Information shown Start Marker
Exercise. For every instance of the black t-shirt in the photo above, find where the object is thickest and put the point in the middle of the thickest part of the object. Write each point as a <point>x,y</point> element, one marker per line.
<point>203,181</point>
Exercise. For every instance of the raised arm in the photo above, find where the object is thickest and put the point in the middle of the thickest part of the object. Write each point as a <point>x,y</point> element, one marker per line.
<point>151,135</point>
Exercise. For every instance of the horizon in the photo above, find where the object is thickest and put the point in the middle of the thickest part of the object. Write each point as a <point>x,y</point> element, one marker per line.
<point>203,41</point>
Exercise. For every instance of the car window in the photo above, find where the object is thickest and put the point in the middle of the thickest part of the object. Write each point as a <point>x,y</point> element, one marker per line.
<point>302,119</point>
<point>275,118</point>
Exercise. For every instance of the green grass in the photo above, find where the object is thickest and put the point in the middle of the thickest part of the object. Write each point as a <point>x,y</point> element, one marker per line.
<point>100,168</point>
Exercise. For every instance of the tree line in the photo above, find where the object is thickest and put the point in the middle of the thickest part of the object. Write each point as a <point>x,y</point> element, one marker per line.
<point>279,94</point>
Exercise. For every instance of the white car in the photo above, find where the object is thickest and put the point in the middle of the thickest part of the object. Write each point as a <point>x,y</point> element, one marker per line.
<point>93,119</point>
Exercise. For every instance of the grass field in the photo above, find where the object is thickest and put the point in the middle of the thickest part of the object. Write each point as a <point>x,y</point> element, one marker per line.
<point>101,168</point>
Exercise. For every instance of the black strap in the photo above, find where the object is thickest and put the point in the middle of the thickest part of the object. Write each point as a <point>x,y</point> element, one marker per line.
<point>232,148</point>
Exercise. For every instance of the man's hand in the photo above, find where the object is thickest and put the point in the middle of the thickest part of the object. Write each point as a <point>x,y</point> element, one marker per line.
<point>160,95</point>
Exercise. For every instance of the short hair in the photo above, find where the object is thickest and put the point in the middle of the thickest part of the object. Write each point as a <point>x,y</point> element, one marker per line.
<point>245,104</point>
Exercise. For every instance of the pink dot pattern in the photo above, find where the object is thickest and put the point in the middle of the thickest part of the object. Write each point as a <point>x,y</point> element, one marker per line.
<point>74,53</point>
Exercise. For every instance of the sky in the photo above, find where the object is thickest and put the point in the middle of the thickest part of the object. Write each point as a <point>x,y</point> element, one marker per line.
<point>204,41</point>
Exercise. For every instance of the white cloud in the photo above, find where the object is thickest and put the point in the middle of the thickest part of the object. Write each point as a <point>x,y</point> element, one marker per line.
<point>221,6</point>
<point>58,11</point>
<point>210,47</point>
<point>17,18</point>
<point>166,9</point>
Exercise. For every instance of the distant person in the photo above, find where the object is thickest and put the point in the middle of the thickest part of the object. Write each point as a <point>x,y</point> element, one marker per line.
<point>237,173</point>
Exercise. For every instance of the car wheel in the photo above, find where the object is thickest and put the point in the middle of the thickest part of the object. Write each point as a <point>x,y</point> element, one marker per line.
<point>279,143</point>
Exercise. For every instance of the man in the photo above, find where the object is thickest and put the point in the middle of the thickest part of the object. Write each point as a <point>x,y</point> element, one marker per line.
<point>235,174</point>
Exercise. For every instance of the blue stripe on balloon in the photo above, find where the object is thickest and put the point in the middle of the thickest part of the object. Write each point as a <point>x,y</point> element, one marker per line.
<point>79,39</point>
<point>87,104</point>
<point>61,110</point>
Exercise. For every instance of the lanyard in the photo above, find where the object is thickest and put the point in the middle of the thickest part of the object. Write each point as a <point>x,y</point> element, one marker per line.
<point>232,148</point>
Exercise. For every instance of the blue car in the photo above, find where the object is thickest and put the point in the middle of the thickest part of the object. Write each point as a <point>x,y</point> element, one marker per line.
Information shown End Marker
Assignment
Every line above must be repeated exactly as it appears.

Your response
Exercise. For every instance of the black t-shirt in the photo above, find where the object is thickest and put the point in the middle of the thickest part of the object. Write each point as a <point>x,y</point> element, one marker per line.
<point>203,181</point>
Exercise. For every instance of the raised arm in the photo above, find where the object is thickest and put the point in the middle of the thickest part of the object. Write each point as a <point>x,y</point> element, one marker per line.
<point>151,135</point>
Exercise. For every instance of the horizon in the photo above, find where the object is thickest and put the point in the middle of the thickest part of the object. Write each point as a <point>x,y</point> element, one marker per line.
<point>203,41</point>
Exercise. For every instance of the car window in the photo above, find where the object is thickest and put the point in the middle of the thickest part of the object. Write each point as a <point>x,y</point> element, one marker per line.
<point>302,119</point>
<point>275,118</point>
Exercise. For every instance of the green grass in the photo above, find where the object is thickest and put the point in the middle of the thickest part of the object. Write each point as a <point>x,y</point> element, one marker per line.
<point>100,168</point>
Exercise. For every instance of the tree line in the photo above, find where the object is thickest and put the point in the middle of the thickest part of the object. Write each point as a <point>x,y</point> element, one marker per line.
<point>279,94</point>
Exercise. For every instance of the white car in the photo above, find where the object is thickest and put the point in the middle of the thickest part of the object. Write each point as a <point>x,y</point> element, one marker per line.
<point>93,119</point>
Exercise. For every instance of the grass field in the photo above, find where the object is thickest and put the point in the middle of the thickest part of the object. Write each point as a <point>x,y</point> element, one marker per line.
<point>101,168</point>
Exercise. For every instance of the black strap in the photo above, find where the object is thickest and put the point in the middle of the thickest part of the object. Write each point as a <point>x,y</point> element, one marker per line.
<point>232,148</point>
Exercise. For every instance of the man's hand in the photo above, find where the object is thickest and put the point in the middle of the thickest part of the object. Write each point as a <point>x,y</point> element, one marker per line.
<point>160,95</point>
Exercise. For every instance of the short hair in the photo above, find where the object is thickest and put the point in the middle of the thickest part of the object. Write each point as a <point>x,y</point> element, one marker per line.
<point>245,104</point>
Exercise. For every instance of the pink dot pattern in the photo above, find where the object is thickest and put the point in the middle of the thickest part of the object. Write each point as a <point>x,y</point> element, one marker per line.
<point>74,53</point>
Exercise. For every instance of the sky in the photo above, find where the object is thickest and put the point in the middle of the thickest part of the object. Write each point as a <point>x,y</point> element, one marker per line.
<point>204,41</point>
Exercise. For every instance of the white cloud in the photo above, find where the object is thickest and put the point in the middle of the thickest part of the object. Write each point as a <point>x,y</point> element, one marker per line.
<point>221,6</point>
<point>58,11</point>
<point>210,47</point>
<point>17,18</point>
<point>166,9</point>
Exercise. For every instance of the distant person in the photo above, find where the object is thickest and put the point in the middle of the thickest part of the object. Write each point as a <point>x,y</point> element, one marker per line.
<point>237,173</point>
Exercise. For every instance of the car wheel in the photo above, find where the object is thickest and put the point in the middle of the thickest part of the object. Write each point as a <point>x,y</point> element, one marker per line.
<point>279,143</point>
Exercise. For every instance of the man in the photo above, find where the object is thickest and put the point in the middle of the thickest part of the object. Write each point as a <point>x,y</point> element, one marker per line.
<point>235,174</point>
Exercise. For every instance of the blue stripe on balloon in the photo above, find where the object is thickest and put the point in the middle of the thickest part of the object. Write each point as a <point>x,y</point> element, one marker per line.
<point>79,39</point>
<point>87,104</point>
<point>61,110</point>
Exercise. For every instance of the lanyard in the photo above, find where the object is thickest and put the point in the middle of the thickest part of the object. Write each point as a <point>x,y</point> element, one marker per line.
<point>232,148</point>
Exercise. For every instance of the blue car in the photo above, find where the object is thickest and put the point in the middle of the thickest part of the object. Write each point as a <point>x,y</point> element, one marker per line.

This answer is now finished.